### ВАШИ ЗАДАНИЯ
a - Верните без изменений отрывок текста о виндикационном иске: от слов «Если истцу не» до слов «процессе свое обоснование.» включительно.
b - Продолжите текст о виндикационном иске с того места, на котором он обрывается.

### БЛОК ТЕКСТА
+++++

Важнейшим среди них был, несомненно, виндикационный иск (rei
vindicatio). Он предъявлялся в случаях, когда одно лицо утверждало, что
является собственником вещи, находящейся во владении другого лица, и по
этому основанию требовало, чтобы вещь была ему возвращена. При этом на
истце лежало бремя доказывания (onus probandi) того обстоятельства, что
вещь действительно принадлежит ему на праве собственности, а ответчик от
обязанности представления каких-либо доказательств освобождался, ибо в
его пользу говорил сам факт владения вещью.

Если истцу не удавалось доказать принадлежность ему права собственности,
иск отклонялся. При доказанности этого факта иск в легисакционном
процессе подлежал удовлетворению. В формулярном процессе праву
собственности истца можно было противопоставить возражения о праве
залога или о других правах, которые на ту же вещь имел ответчик и
которые позволяли ему удерживать вещь у себя. Кроме того, бонитарный
собственник против виндикационного иска квиритского собственника имел
такое обеспеченное претором мощное средство защиты, как возражение о
вещи проданной и переданной (ехсер-tio rei venditae et traditae). Но при
отсутствии поводов для” возражений вещь изымалась в пользу истца, право
собственности которого получило в судебном процессе свое обоснование.

+++++

### ИСХОДНЫЕ ДАННЫЕ

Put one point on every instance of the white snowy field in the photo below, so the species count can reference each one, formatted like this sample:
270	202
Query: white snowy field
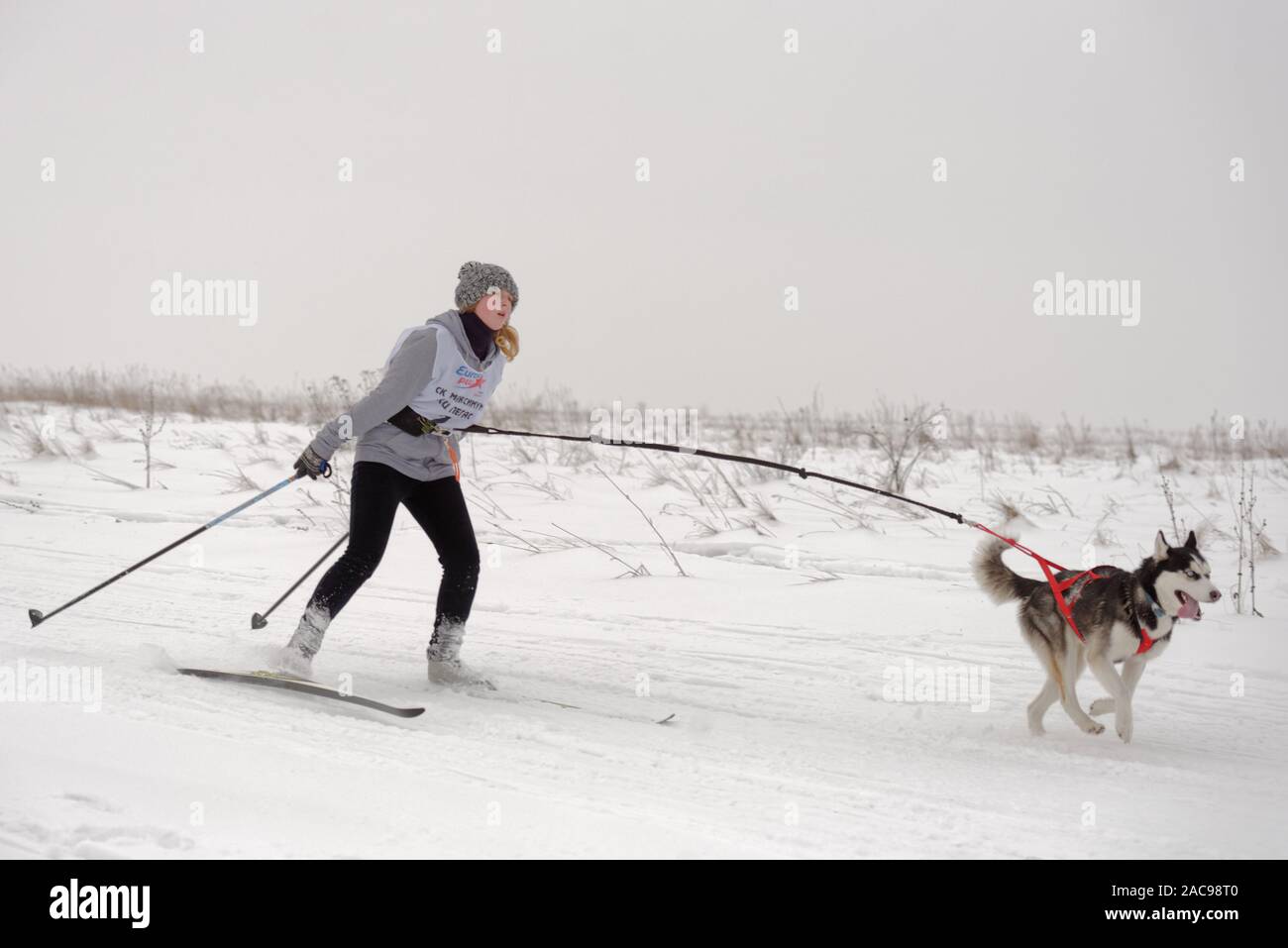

+++++

### НАБОР ОТВЕТОВ
a -
Если истцу не удавалось доказать принадлежность ему права собственности,
иск отклонялся. При доказанности этого факта иск в легисакционном
процессе подлежал удовлетворению. В формулярном процессе праву
собственности истца можно было противопоставить возражения о праве
залога или о других правах, которые на ту же вещь имел ответчик и
которые позволяли ему удерживать вещь у себя. Кроме того, бонитарный
собственник против виндикационного иска квиритского собственника имел
такое обеспеченное претором мощное средство защиты, как возражение о
вещи проданной и переданной (ехсер-tio rei venditae et traditae). Но при
отсутствии поводов для” возражений вещь изымалась в пользу истца, право
собственности которого получило в судебном процессе свое обоснование.

b -
Помимо утраты вещи ответчик нес в таких случаях и некоторые иные потери.
В легисакционном процессе он утрачивал внесенное sacramentum. При
рассмотрении спора в условиях формулярного процесса было принято
различать добросовестных и недобросовестных владельцев. Хотя у тех и
других владение страдало юридическими дефектами, первые находились,
однако, в извинительном заблуждении по поводу его подлинной сущности
(получив, например, чужое имущество в составе наследства), а вторые
вовсе на этот счет не заблуждались или не могли сослаться на извиняющие
их заблуждение обстоятельства (приобретая, например, беглого раба в
условиях, несовместимых с приобретением такого рода). Недобросовестный
владелец, помимо самой вещи, обязывался также возвратить плоды, которые
вещь принесла за все время неправомерного обладания ею, тогда как
добросовестный владелец возвращал плоды, полученные лишь со времени
предъявления к нему виндикационного иска. Приведенные правила
подверглись, однако, изменениям при Юстиниане, Уложение которого
установило, что добросовестный владелец возвращает fructus
extantes—плоды полученные, но не потребленные, к какому бы времени их
получение ни относилось. Что же касается недобросовестного владельца, то
он теперь обязывался к возвращению или компенсации как полученных плодов
(fructus percepti), так и плодов,

78

которые можно и должно было получить (fructus percepiendl^.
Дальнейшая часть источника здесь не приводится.